Aufgabe:
Schreib die Einträge ab der Zeile mit „Find the carved wooden“ bis einschließlich zum Ende der Einträge Wort für Wort ab. Lass die Bilder dabei weg.
===== Eingabedaten =====
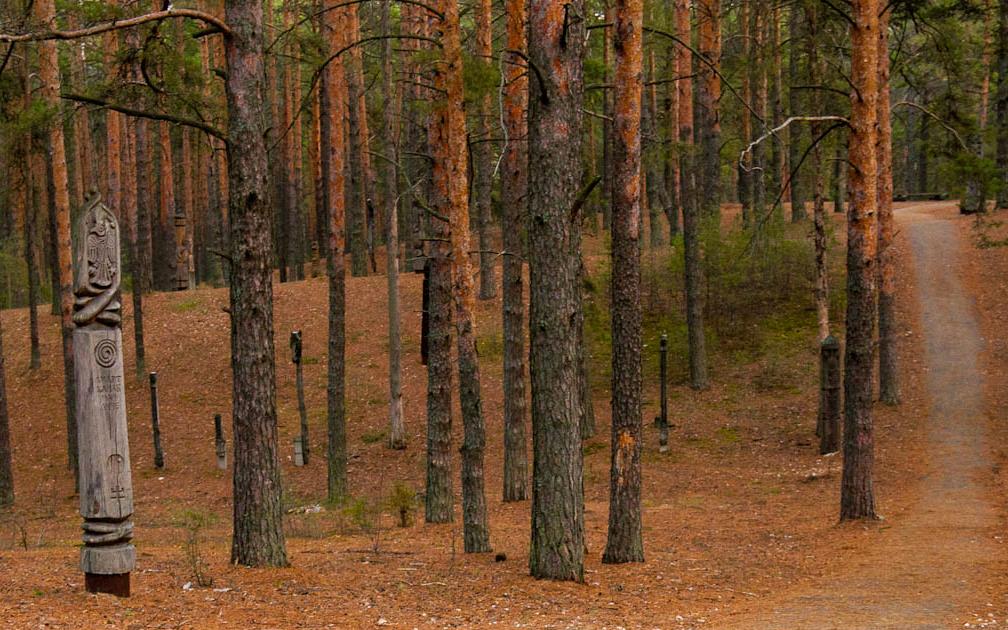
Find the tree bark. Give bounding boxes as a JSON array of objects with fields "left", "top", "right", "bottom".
[
  {"left": 345, "top": 4, "right": 368, "bottom": 277},
  {"left": 528, "top": 0, "right": 586, "bottom": 582},
  {"left": 602, "top": 0, "right": 644, "bottom": 563},
  {"left": 787, "top": 5, "right": 817, "bottom": 223},
  {"left": 24, "top": 150, "right": 43, "bottom": 370},
  {"left": 0, "top": 314, "right": 11, "bottom": 508},
  {"left": 429, "top": 0, "right": 490, "bottom": 552},
  {"left": 840, "top": 0, "right": 880, "bottom": 520},
  {"left": 876, "top": 11, "right": 899, "bottom": 404},
  {"left": 321, "top": 0, "right": 349, "bottom": 501},
  {"left": 675, "top": 0, "right": 709, "bottom": 389},
  {"left": 381, "top": 0, "right": 406, "bottom": 449},
  {"left": 697, "top": 0, "right": 721, "bottom": 220},
  {"left": 995, "top": 0, "right": 1008, "bottom": 209},
  {"left": 34, "top": 0, "right": 79, "bottom": 487},
  {"left": 501, "top": 0, "right": 532, "bottom": 501},
  {"left": 473, "top": 0, "right": 497, "bottom": 299},
  {"left": 225, "top": 0, "right": 287, "bottom": 566},
  {"left": 792, "top": 2, "right": 826, "bottom": 344}
]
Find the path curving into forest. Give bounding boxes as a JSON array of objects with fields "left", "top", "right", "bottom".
[{"left": 729, "top": 204, "right": 1003, "bottom": 629}]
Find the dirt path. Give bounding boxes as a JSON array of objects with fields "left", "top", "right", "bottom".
[{"left": 732, "top": 204, "right": 1002, "bottom": 628}]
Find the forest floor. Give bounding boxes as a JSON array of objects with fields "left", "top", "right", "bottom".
[{"left": 0, "top": 204, "right": 1008, "bottom": 628}]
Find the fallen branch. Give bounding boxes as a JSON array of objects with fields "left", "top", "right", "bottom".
[{"left": 739, "top": 116, "right": 851, "bottom": 172}]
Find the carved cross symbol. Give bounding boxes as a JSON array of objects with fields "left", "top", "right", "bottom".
[{"left": 109, "top": 453, "right": 126, "bottom": 499}]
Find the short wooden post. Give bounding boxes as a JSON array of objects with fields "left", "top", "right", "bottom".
[
  {"left": 150, "top": 372, "right": 164, "bottom": 469},
  {"left": 290, "top": 331, "right": 308, "bottom": 466},
  {"left": 214, "top": 413, "right": 228, "bottom": 471},
  {"left": 74, "top": 193, "right": 136, "bottom": 597},
  {"left": 815, "top": 335, "right": 841, "bottom": 455},
  {"left": 658, "top": 335, "right": 668, "bottom": 453}
]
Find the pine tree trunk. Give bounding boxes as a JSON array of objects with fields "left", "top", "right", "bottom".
[
  {"left": 787, "top": 5, "right": 806, "bottom": 223},
  {"left": 346, "top": 4, "right": 368, "bottom": 277},
  {"left": 0, "top": 314, "right": 11, "bottom": 508},
  {"left": 528, "top": 0, "right": 586, "bottom": 582},
  {"left": 473, "top": 0, "right": 497, "bottom": 299},
  {"left": 697, "top": 0, "right": 721, "bottom": 220},
  {"left": 767, "top": 4, "right": 786, "bottom": 206},
  {"left": 24, "top": 150, "right": 42, "bottom": 370},
  {"left": 876, "top": 11, "right": 899, "bottom": 404},
  {"left": 995, "top": 0, "right": 1008, "bottom": 209},
  {"left": 675, "top": 0, "right": 709, "bottom": 389},
  {"left": 321, "top": 0, "right": 349, "bottom": 502},
  {"left": 840, "top": 0, "right": 880, "bottom": 520},
  {"left": 134, "top": 118, "right": 153, "bottom": 300},
  {"left": 430, "top": 0, "right": 490, "bottom": 552},
  {"left": 664, "top": 26, "right": 689, "bottom": 242},
  {"left": 501, "top": 0, "right": 528, "bottom": 501},
  {"left": 154, "top": 122, "right": 178, "bottom": 290},
  {"left": 602, "top": 0, "right": 644, "bottom": 563},
  {"left": 34, "top": 0, "right": 80, "bottom": 487},
  {"left": 225, "top": 0, "right": 287, "bottom": 566},
  {"left": 804, "top": 2, "right": 839, "bottom": 340},
  {"left": 381, "top": 0, "right": 406, "bottom": 449},
  {"left": 739, "top": 0, "right": 755, "bottom": 228}
]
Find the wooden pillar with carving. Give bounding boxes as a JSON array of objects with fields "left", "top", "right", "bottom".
[{"left": 74, "top": 194, "right": 136, "bottom": 597}]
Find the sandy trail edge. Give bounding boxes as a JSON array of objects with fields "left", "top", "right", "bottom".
[{"left": 724, "top": 204, "right": 1002, "bottom": 629}]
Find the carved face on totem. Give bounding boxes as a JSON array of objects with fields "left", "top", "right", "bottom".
[{"left": 78, "top": 199, "right": 120, "bottom": 295}]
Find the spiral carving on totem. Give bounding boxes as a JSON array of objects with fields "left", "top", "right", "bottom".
[
  {"left": 95, "top": 339, "right": 119, "bottom": 368},
  {"left": 74, "top": 193, "right": 122, "bottom": 328}
]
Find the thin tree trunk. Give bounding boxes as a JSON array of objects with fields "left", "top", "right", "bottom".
[
  {"left": 225, "top": 0, "right": 287, "bottom": 566},
  {"left": 995, "top": 0, "right": 1008, "bottom": 209},
  {"left": 0, "top": 312, "right": 11, "bottom": 508},
  {"left": 345, "top": 4, "right": 368, "bottom": 276},
  {"left": 602, "top": 0, "right": 644, "bottom": 562},
  {"left": 787, "top": 5, "right": 806, "bottom": 223},
  {"left": 675, "top": 0, "right": 709, "bottom": 389},
  {"left": 804, "top": 2, "right": 830, "bottom": 344},
  {"left": 473, "top": 0, "right": 497, "bottom": 299},
  {"left": 697, "top": 0, "right": 721, "bottom": 220},
  {"left": 34, "top": 0, "right": 80, "bottom": 488},
  {"left": 429, "top": 0, "right": 490, "bottom": 552},
  {"left": 321, "top": 0, "right": 349, "bottom": 501},
  {"left": 840, "top": 0, "right": 879, "bottom": 520},
  {"left": 24, "top": 152, "right": 44, "bottom": 370},
  {"left": 739, "top": 0, "right": 756, "bottom": 228},
  {"left": 528, "top": 0, "right": 586, "bottom": 582},
  {"left": 501, "top": 0, "right": 532, "bottom": 501},
  {"left": 876, "top": 11, "right": 899, "bottom": 404},
  {"left": 381, "top": 0, "right": 406, "bottom": 449}
]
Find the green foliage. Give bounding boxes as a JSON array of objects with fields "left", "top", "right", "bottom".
[
  {"left": 174, "top": 509, "right": 219, "bottom": 588},
  {"left": 385, "top": 481, "right": 416, "bottom": 527}
]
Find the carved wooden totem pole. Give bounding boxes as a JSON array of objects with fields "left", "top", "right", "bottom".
[{"left": 74, "top": 193, "right": 136, "bottom": 597}]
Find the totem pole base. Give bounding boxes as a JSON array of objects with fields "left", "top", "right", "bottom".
[{"left": 84, "top": 574, "right": 129, "bottom": 597}]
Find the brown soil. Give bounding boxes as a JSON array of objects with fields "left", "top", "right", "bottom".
[{"left": 0, "top": 201, "right": 1008, "bottom": 628}]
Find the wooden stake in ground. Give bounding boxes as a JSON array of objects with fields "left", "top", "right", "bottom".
[
  {"left": 150, "top": 372, "right": 164, "bottom": 469},
  {"left": 290, "top": 331, "right": 309, "bottom": 466},
  {"left": 815, "top": 335, "right": 841, "bottom": 455},
  {"left": 602, "top": 0, "right": 644, "bottom": 563},
  {"left": 74, "top": 195, "right": 136, "bottom": 597},
  {"left": 214, "top": 413, "right": 228, "bottom": 471},
  {"left": 840, "top": 0, "right": 879, "bottom": 520}
]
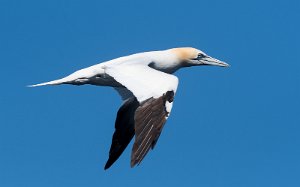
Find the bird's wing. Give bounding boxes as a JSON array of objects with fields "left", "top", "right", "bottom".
[
  {"left": 104, "top": 97, "right": 139, "bottom": 169},
  {"left": 114, "top": 87, "right": 134, "bottom": 102},
  {"left": 105, "top": 65, "right": 178, "bottom": 167}
]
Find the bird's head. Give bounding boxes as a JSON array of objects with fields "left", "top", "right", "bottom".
[{"left": 171, "top": 47, "right": 229, "bottom": 67}]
=====
Lösung:
Find the carved wooden totem pole. Give bounding boxes as a JSON array of objects with fields "left", "top", "right", "bottom".
[{"left": 74, "top": 193, "right": 136, "bottom": 597}]
Find the totem pole base. Give bounding boxes as a JSON array of objects with fields "left", "top", "right", "bottom".
[{"left": 84, "top": 574, "right": 129, "bottom": 597}]
Find the brown soil. Give bounding boxes as a JSON array of objects with fields "left", "top", "right", "bottom".
[{"left": 0, "top": 201, "right": 1008, "bottom": 628}]
Find the wooden stake in ground. Give bounding boxes as a JSON array of objects with fields "left", "top", "right", "bottom".
[
  {"left": 150, "top": 372, "right": 164, "bottom": 469},
  {"left": 290, "top": 331, "right": 309, "bottom": 466},
  {"left": 815, "top": 335, "right": 841, "bottom": 455},
  {"left": 602, "top": 0, "right": 644, "bottom": 563},
  {"left": 74, "top": 195, "right": 136, "bottom": 597},
  {"left": 214, "top": 413, "right": 228, "bottom": 471},
  {"left": 840, "top": 0, "right": 879, "bottom": 520}
]
Find the bird's wing. Give bounding boxes as a JSON array of objects with fields "left", "top", "right", "bottom".
[
  {"left": 104, "top": 97, "right": 139, "bottom": 169},
  {"left": 114, "top": 87, "right": 134, "bottom": 102},
  {"left": 105, "top": 65, "right": 178, "bottom": 167}
]
Find the bird's head. Give bounding boxes as a JSON array of objects with fields "left", "top", "right", "bottom".
[{"left": 171, "top": 47, "right": 229, "bottom": 67}]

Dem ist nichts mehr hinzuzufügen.